- _DOCUMENT EXCERPT_:
And yet, while CrowdStrike certainly is in no position to entertain this question right now, I think it’s one that is worth asking: Was something like this inevitable?
Given what we know about the factors mentioned above (software complexity, human fallibility), was it always just a matter of time before we’d be hit with a global BSOD event like this one? Could it be that we haven’t seen anything like this before out of sheer luck?
Constant Updates
It also probably shouldn’t be a surprise that it was a cybersecurity vendor that caused the first outage of this magnitude.
Cybersecurity vendors are pushing threat-related updates constantly as part of keeping up with hackers who are always shifting their tactics.
For customers, it’s not desirable or perhaps even feasible to extensively test such updates themselves. In part that’s because, as a number of CrowdStrike partners have told me this week, your IT environment will be vulnerable for however long it takes to test everything.
In addition, this sort of thing probably has happened before, but hardly anyone noticed. The reason for that is simple: CrowdStrike is the only endpoint security vendor, apart from Microsoft itself, that has this type of global scale, i.e., the type of reach needed to instigate a truly worldwide outage of Windows devices.
Long story short, I believe this all boils down to basic arithmetic. Global scale + frequent updates + inevitable bugs = inevitability of a worldwide IT meltdown.
CrowdStrike is pledging to do all it can to prevent this sort of thing from happening again. That’s only to be expected, and I have little doubt they’ll succeed. But are other vendors planning to do the same?
This was the first global IT outage, but unless there’s a concerted effort by a lot more vendors than just CrowdStrike, it’s unlikely to be the last.

- _TASKS FOR THIS EXERCISE_:
a. Rewrite the commentary on the CrowdStrike outage from "In addition, this" to "of Windows devices.", changing "endpoint security vendor" to "security software company".
b. In the commentary on the CrowdStrike outage, which company other than CrowdStrike is said to have the global scale needed to cause a worldwide outage of Windows devices?
c. According to the commentary on the CrowdStrike outage, why don't customers extensively test cybersecurity vendors' threat-related updates themselves?

- _DATASET RECORDS_:
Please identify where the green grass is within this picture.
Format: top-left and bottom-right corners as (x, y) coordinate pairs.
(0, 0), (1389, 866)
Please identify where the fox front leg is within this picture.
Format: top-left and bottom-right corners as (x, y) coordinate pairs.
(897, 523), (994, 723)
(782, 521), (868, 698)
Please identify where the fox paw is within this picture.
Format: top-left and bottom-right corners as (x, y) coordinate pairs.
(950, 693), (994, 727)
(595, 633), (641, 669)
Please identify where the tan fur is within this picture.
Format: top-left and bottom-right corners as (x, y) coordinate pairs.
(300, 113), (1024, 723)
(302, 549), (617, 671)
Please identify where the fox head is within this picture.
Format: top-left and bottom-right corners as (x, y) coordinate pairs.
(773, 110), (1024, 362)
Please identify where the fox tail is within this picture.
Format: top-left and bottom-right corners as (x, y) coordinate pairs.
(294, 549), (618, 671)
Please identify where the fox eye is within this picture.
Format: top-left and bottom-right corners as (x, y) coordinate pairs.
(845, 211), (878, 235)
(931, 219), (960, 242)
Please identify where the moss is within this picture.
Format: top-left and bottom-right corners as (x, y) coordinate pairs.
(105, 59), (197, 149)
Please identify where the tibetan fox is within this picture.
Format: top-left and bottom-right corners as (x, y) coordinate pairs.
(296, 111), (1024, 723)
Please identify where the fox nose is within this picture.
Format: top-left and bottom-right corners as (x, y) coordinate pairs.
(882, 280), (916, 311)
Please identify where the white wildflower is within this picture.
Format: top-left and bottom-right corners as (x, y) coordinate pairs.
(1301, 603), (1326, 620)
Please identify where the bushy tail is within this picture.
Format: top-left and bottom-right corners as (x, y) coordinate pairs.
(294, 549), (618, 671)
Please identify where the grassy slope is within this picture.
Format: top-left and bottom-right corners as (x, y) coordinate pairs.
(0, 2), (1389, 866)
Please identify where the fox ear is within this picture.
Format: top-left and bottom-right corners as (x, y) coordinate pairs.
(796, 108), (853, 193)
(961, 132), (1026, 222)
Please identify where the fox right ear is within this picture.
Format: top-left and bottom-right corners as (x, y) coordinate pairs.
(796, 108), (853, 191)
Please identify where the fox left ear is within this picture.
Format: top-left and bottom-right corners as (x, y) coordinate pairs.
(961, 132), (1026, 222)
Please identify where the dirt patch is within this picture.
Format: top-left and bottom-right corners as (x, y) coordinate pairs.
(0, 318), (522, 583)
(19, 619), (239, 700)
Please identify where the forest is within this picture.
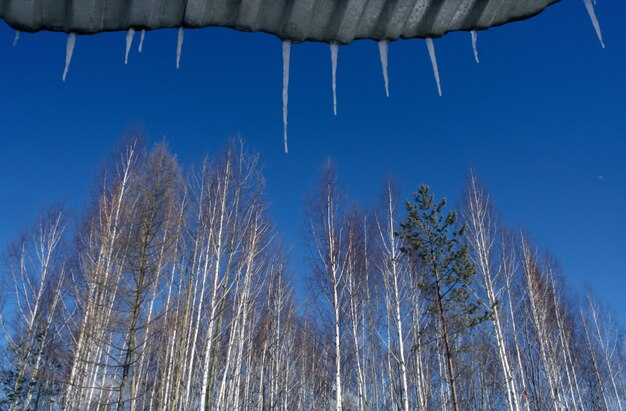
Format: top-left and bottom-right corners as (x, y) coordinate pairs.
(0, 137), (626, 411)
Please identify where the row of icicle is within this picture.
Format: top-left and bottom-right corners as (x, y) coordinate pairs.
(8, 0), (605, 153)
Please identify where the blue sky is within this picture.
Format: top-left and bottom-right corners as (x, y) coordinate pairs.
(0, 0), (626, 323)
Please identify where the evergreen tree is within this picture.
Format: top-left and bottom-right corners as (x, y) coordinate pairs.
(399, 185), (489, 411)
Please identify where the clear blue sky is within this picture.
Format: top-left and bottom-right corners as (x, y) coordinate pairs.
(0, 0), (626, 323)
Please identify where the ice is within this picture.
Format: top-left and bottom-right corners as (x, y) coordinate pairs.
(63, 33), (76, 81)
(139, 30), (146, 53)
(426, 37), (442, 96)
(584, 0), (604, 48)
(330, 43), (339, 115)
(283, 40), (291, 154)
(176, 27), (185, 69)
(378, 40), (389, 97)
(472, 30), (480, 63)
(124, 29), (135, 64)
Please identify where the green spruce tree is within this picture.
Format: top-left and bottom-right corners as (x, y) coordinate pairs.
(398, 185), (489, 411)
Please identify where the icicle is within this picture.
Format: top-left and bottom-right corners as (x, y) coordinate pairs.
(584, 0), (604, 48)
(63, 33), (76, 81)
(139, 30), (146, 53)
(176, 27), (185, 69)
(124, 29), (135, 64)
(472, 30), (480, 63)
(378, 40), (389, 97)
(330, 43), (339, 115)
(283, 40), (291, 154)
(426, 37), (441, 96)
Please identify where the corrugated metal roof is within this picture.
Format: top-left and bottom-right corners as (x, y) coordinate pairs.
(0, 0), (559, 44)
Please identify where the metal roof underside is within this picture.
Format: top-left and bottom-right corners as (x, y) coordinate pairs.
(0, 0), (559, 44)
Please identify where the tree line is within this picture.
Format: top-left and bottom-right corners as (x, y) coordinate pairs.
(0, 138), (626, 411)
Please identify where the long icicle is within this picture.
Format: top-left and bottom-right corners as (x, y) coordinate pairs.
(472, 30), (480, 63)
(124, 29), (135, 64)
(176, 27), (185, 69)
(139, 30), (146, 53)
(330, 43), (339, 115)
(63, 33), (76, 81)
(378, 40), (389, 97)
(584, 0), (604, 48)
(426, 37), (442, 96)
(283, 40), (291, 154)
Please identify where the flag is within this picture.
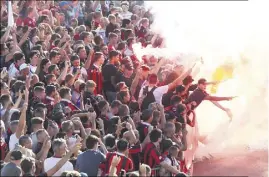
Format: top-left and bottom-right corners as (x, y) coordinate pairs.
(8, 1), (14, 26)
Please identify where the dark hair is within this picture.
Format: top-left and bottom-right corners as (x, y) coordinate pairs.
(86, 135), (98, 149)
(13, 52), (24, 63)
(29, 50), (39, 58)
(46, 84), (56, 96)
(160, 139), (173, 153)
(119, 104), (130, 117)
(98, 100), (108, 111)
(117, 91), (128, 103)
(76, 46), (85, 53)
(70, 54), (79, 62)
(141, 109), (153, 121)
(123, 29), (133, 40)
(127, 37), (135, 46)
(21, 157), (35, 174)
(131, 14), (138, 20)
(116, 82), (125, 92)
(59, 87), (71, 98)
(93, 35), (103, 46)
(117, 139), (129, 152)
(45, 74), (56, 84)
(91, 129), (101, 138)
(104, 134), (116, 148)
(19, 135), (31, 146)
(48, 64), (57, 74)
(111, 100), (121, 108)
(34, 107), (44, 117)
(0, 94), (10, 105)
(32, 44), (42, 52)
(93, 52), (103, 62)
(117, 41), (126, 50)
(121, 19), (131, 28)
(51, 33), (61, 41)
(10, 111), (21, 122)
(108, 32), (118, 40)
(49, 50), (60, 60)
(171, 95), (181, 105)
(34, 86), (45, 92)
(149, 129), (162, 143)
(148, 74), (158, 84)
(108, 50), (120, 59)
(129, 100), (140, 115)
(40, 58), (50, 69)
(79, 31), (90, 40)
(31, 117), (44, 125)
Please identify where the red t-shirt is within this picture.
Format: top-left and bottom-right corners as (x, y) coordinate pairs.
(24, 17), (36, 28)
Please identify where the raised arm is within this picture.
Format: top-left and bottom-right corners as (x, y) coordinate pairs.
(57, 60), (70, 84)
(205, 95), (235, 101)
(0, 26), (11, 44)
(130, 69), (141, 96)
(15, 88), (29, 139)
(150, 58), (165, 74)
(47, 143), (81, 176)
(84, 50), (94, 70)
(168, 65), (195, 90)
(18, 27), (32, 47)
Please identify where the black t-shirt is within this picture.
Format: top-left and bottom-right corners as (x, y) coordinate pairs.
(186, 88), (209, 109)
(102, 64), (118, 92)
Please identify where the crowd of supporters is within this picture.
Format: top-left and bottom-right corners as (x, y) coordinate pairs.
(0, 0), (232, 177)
...
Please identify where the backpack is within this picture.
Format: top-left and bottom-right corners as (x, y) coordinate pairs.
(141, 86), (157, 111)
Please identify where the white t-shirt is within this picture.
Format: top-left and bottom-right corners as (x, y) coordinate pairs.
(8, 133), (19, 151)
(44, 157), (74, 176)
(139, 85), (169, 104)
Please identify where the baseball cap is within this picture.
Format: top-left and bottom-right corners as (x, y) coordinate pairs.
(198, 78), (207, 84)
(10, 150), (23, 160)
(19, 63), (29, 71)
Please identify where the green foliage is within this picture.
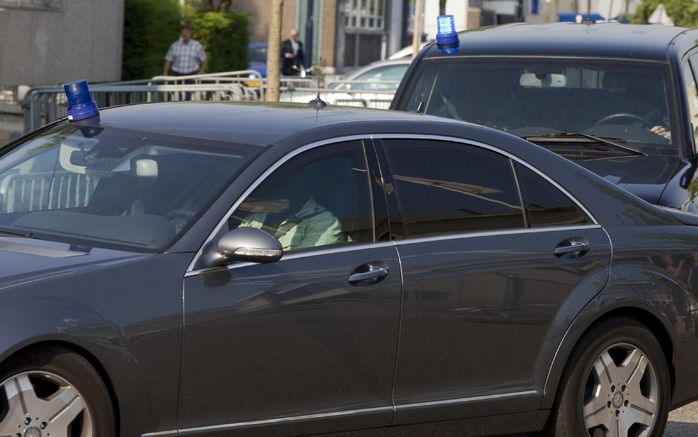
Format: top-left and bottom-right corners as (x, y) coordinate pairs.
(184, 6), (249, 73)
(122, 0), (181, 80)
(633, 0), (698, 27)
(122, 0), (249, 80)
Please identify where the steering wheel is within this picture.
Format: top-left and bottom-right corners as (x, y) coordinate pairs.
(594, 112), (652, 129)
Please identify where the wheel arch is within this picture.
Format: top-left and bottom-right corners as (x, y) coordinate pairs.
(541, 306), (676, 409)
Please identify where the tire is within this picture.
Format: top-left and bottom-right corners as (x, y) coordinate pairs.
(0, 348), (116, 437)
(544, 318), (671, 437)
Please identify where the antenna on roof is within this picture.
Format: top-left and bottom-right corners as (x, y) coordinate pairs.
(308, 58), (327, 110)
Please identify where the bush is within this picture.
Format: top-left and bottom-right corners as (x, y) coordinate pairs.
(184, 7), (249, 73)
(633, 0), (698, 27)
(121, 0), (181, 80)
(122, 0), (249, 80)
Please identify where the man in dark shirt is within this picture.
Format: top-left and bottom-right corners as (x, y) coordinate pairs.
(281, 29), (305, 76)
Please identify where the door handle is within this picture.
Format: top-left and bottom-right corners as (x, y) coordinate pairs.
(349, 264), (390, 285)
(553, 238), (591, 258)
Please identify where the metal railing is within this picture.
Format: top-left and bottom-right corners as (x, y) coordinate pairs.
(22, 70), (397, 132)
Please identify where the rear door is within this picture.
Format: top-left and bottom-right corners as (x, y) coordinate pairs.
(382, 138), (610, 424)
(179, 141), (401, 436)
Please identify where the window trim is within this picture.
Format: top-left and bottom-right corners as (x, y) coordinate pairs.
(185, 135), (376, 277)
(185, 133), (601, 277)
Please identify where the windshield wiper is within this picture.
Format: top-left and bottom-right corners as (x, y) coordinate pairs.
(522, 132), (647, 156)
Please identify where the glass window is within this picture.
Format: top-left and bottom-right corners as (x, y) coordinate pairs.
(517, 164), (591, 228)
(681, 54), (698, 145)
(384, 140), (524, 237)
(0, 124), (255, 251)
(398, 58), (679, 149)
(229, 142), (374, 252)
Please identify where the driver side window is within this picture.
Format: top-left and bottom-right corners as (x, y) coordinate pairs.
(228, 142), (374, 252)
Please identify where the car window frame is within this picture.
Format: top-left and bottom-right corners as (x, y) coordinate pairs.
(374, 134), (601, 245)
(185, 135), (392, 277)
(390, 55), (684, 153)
...
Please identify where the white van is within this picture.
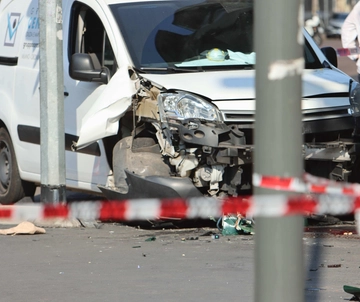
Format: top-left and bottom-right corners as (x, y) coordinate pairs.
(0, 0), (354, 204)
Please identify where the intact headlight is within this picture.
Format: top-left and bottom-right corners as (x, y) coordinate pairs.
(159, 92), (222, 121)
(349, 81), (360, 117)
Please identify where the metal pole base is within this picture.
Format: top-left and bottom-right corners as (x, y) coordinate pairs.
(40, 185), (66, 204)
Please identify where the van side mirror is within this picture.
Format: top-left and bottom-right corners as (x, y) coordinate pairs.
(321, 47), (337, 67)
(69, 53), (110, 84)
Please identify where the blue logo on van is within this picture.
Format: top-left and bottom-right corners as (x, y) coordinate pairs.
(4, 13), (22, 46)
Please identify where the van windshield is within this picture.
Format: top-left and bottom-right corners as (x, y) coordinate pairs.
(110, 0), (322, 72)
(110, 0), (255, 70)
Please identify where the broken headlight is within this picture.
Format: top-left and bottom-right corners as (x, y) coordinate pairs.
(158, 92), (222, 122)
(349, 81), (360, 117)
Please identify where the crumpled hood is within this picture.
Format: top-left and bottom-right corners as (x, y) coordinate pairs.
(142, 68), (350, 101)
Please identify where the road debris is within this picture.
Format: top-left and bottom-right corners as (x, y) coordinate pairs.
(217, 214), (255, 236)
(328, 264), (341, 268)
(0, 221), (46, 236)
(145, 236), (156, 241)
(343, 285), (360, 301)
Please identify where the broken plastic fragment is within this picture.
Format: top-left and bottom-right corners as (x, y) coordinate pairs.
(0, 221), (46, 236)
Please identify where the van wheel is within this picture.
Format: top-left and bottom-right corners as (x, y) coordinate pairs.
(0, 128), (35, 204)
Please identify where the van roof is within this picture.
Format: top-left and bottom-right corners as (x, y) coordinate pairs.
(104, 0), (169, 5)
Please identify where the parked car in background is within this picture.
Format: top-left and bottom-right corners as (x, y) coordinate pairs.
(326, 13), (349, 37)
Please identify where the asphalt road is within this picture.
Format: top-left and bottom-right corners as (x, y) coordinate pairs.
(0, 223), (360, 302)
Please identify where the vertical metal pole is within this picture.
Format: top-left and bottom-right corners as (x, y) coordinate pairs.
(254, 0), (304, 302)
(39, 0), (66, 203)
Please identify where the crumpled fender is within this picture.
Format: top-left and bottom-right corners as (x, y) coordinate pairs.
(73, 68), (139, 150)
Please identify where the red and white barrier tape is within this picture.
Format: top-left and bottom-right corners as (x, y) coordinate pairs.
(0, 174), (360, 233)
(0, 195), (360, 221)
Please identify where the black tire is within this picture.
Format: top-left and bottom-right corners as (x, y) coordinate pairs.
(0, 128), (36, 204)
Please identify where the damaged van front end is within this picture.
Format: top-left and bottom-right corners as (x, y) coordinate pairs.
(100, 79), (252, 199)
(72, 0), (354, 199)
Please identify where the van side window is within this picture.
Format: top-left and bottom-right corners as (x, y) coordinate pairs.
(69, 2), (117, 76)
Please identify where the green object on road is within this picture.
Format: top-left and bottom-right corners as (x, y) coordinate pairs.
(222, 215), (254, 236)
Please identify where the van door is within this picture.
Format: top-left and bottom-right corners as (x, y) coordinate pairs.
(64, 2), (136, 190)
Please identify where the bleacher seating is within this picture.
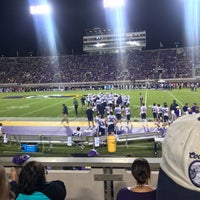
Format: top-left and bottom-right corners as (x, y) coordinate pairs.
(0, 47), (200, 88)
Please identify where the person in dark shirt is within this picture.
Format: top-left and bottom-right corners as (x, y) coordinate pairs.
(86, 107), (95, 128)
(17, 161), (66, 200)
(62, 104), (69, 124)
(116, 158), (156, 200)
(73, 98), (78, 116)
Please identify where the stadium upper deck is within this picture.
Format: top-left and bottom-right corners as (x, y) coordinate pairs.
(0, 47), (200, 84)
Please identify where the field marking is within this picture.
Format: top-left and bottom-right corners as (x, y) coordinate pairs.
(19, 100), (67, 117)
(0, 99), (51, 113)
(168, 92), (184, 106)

- _SOLUTIONS TO THE EXERCISE_:
a.
In addition, this sort of thing probably has happened before, but hardly anyone noticed. The reason for that is simple: CrowdStrike is the only security software company, apart from Microsoft itself, that has this type of global scale, i.e., the type of reach needed to instigate a truly worldwide outage of Windows devices.

b. Microsoft.

c. Doing so is not desirable and may not even be feasible. As several CrowdStrike partners pointed out, the IT environment stays vulnerable for however long it takes to test everything.